*Your task*
Reproduce each line from the records that holds "below".

*Material provided*
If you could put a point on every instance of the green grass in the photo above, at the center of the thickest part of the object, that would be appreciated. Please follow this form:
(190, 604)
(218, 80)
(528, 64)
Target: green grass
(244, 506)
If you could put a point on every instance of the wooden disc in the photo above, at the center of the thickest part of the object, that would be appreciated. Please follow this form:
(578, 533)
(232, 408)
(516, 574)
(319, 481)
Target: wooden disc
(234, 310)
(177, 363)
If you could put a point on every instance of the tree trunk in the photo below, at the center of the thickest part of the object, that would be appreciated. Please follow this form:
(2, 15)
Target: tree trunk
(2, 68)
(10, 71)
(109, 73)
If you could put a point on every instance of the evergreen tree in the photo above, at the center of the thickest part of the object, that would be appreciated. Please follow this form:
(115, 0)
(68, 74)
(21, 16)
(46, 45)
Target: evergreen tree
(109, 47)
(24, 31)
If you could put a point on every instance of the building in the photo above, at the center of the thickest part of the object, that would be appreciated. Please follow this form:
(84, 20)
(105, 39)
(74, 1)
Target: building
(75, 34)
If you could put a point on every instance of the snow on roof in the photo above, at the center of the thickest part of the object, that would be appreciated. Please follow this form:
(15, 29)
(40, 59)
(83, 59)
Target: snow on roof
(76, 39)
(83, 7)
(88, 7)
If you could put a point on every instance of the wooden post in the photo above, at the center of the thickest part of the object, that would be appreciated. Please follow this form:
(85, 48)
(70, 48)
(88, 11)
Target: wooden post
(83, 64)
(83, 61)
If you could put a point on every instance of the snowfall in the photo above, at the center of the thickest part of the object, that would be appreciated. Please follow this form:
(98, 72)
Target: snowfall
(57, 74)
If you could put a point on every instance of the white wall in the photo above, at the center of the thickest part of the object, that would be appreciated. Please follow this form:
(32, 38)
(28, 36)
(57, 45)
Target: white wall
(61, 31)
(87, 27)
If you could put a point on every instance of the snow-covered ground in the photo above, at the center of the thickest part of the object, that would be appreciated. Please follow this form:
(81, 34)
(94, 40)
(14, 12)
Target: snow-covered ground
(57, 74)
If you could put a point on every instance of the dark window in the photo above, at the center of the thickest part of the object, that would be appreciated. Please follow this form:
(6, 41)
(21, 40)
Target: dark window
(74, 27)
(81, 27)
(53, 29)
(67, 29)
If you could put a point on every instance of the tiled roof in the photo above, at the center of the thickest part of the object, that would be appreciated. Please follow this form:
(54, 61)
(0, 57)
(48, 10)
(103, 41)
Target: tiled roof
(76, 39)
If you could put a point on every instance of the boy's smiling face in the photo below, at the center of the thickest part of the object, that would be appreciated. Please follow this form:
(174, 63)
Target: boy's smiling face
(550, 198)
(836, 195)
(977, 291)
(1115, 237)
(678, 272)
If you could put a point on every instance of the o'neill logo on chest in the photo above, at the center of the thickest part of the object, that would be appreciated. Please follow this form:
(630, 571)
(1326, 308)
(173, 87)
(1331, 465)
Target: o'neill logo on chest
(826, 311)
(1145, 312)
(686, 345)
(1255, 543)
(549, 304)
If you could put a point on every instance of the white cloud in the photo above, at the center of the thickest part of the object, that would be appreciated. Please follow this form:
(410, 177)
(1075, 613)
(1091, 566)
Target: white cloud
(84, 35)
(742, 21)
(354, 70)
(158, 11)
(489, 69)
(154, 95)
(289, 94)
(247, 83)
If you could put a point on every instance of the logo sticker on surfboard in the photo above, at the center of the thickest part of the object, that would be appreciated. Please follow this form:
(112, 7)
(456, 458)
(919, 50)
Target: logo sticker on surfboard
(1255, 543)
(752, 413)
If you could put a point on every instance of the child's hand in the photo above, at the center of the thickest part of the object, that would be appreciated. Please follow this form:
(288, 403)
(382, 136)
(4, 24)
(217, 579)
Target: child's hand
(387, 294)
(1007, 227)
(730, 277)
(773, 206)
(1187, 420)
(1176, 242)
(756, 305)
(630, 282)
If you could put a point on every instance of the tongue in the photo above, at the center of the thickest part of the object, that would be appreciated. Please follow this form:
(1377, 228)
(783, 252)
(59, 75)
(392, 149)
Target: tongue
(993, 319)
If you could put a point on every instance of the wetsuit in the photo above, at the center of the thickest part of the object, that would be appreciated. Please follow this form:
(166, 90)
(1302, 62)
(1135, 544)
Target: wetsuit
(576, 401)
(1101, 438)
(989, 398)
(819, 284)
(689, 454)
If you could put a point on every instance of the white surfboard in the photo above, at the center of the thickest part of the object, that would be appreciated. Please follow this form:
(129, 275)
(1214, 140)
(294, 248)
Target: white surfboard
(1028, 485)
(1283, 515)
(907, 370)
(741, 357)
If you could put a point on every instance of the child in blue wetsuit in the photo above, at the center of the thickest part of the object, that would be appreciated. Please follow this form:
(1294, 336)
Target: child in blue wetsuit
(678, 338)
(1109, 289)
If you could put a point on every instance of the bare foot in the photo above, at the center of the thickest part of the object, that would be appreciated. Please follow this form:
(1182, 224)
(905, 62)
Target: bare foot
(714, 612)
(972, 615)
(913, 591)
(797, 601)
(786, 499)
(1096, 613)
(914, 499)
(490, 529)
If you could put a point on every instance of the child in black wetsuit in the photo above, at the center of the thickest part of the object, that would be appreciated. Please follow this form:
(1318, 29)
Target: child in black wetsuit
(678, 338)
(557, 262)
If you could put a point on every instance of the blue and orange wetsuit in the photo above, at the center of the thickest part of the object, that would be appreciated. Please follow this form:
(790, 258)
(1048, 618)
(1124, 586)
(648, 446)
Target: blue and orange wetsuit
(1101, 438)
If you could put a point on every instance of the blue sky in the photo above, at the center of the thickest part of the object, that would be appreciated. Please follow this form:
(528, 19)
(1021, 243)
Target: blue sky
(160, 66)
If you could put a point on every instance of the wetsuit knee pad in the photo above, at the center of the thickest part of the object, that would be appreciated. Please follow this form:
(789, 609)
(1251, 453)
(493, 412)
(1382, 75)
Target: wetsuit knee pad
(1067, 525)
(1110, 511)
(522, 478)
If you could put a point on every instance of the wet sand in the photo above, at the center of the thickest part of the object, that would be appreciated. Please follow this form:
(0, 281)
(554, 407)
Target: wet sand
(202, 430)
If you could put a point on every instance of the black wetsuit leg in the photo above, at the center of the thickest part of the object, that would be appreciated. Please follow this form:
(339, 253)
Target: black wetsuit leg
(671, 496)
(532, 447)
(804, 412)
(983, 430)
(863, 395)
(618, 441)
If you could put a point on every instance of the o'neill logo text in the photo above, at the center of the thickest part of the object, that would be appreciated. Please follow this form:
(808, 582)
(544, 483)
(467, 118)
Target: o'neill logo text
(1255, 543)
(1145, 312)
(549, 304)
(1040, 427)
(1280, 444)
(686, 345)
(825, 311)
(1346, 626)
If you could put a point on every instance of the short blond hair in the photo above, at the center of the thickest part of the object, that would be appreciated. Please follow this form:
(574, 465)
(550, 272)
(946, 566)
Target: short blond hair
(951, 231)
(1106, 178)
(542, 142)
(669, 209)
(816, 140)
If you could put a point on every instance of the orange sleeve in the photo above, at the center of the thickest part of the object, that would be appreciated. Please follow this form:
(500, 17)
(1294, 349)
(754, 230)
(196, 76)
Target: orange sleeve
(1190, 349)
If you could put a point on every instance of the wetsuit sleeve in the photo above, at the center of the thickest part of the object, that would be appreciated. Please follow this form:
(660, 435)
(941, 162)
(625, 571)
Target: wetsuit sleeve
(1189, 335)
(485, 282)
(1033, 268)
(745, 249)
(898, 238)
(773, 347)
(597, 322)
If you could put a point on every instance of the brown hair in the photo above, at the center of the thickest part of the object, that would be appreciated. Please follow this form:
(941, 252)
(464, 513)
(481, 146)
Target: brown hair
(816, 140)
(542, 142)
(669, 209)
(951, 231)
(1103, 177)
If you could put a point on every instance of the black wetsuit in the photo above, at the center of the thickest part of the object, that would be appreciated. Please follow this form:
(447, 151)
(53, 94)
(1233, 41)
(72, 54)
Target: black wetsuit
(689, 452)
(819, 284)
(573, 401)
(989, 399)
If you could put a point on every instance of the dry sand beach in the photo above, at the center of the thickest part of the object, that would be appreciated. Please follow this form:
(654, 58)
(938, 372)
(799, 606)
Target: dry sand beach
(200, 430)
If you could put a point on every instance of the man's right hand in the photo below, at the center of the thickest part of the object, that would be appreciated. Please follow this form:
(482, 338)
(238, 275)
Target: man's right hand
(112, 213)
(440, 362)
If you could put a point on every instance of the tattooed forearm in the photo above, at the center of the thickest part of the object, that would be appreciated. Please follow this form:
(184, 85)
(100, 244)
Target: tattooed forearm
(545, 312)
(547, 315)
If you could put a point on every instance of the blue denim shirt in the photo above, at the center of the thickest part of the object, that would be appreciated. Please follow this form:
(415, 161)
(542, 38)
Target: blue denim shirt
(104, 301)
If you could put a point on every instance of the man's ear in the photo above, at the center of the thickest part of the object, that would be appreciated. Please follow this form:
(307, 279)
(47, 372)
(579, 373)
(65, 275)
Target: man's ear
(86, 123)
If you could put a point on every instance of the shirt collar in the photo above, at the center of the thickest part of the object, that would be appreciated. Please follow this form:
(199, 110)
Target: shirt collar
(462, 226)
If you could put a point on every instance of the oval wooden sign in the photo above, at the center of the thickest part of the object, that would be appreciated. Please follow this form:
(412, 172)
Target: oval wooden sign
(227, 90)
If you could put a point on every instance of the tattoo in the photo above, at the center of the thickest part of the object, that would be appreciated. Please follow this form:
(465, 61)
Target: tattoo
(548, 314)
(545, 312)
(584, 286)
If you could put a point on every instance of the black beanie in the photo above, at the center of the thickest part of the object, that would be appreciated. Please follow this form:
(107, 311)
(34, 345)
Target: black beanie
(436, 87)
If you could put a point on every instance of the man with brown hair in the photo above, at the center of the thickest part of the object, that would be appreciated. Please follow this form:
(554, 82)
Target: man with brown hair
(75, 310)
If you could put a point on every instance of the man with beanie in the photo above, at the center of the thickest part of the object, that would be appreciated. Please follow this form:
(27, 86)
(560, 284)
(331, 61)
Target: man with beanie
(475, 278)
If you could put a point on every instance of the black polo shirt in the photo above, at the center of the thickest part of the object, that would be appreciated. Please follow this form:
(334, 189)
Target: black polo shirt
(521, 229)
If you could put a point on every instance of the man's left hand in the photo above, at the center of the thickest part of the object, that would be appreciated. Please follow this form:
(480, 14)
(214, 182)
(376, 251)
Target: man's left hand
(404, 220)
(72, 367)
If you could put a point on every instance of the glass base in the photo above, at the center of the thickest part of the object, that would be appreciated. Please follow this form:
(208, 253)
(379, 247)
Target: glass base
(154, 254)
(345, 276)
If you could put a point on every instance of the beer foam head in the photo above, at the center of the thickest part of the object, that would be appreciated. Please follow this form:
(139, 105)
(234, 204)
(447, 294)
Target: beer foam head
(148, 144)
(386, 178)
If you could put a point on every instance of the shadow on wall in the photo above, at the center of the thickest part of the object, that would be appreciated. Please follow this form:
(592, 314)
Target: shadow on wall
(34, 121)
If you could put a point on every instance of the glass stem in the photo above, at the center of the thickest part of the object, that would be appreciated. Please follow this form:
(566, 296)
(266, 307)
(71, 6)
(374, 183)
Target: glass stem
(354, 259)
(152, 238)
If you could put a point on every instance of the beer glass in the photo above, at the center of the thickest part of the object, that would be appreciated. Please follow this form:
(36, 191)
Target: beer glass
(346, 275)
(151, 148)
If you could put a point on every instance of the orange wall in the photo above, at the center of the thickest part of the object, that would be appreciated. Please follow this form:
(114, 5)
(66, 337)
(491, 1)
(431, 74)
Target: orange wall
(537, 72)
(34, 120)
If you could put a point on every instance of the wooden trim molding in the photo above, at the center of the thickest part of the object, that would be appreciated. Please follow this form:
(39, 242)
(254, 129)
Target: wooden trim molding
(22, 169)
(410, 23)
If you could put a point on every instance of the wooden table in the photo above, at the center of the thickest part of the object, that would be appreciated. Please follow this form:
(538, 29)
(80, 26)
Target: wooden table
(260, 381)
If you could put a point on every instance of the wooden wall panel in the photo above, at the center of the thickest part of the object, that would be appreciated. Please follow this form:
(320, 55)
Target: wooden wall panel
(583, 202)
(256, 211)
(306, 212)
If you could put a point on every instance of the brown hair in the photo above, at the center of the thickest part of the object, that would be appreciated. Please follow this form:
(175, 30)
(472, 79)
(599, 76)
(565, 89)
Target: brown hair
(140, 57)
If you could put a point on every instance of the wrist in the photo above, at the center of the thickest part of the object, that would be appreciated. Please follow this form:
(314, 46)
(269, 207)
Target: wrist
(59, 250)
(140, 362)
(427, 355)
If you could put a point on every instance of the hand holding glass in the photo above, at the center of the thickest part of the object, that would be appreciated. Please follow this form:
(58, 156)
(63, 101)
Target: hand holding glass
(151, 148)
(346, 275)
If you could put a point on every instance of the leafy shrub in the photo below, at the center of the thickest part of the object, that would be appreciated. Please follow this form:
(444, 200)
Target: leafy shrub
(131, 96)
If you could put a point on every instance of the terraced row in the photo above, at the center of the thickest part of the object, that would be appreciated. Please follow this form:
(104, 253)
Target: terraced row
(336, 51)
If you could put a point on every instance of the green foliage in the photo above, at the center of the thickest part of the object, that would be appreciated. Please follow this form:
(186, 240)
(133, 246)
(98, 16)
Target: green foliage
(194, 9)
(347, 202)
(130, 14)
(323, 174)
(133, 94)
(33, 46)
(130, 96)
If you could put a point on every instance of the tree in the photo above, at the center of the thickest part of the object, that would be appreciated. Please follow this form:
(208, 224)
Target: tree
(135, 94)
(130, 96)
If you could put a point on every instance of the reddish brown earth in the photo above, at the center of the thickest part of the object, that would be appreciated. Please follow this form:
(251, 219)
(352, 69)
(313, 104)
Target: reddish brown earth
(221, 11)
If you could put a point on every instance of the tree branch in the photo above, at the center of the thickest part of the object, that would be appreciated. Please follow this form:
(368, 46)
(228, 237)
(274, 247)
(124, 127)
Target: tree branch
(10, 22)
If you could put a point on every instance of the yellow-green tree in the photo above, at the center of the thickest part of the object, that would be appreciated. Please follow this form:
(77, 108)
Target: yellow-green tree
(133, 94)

*Solution to this problem*
If you could put a point on every instance of the tree trunk in the photo below, at the center of the thickest part of the object, that would be appreciated. Please follow this form:
If you could put a point on every instance of the boy's smiling face in the photo below, at the center of the thickest part of the object, that would be appreciated. Please follow this form:
If you could put a point on every instance of the man's right hand in the photo below, at the center of the thickest part of the object, that would be appreciated. Please follow this form:
If you could put a point on every instance of the leafy shrub in the photo below, at the center of the thickest part of the object, that would be appreciated. Please follow this form:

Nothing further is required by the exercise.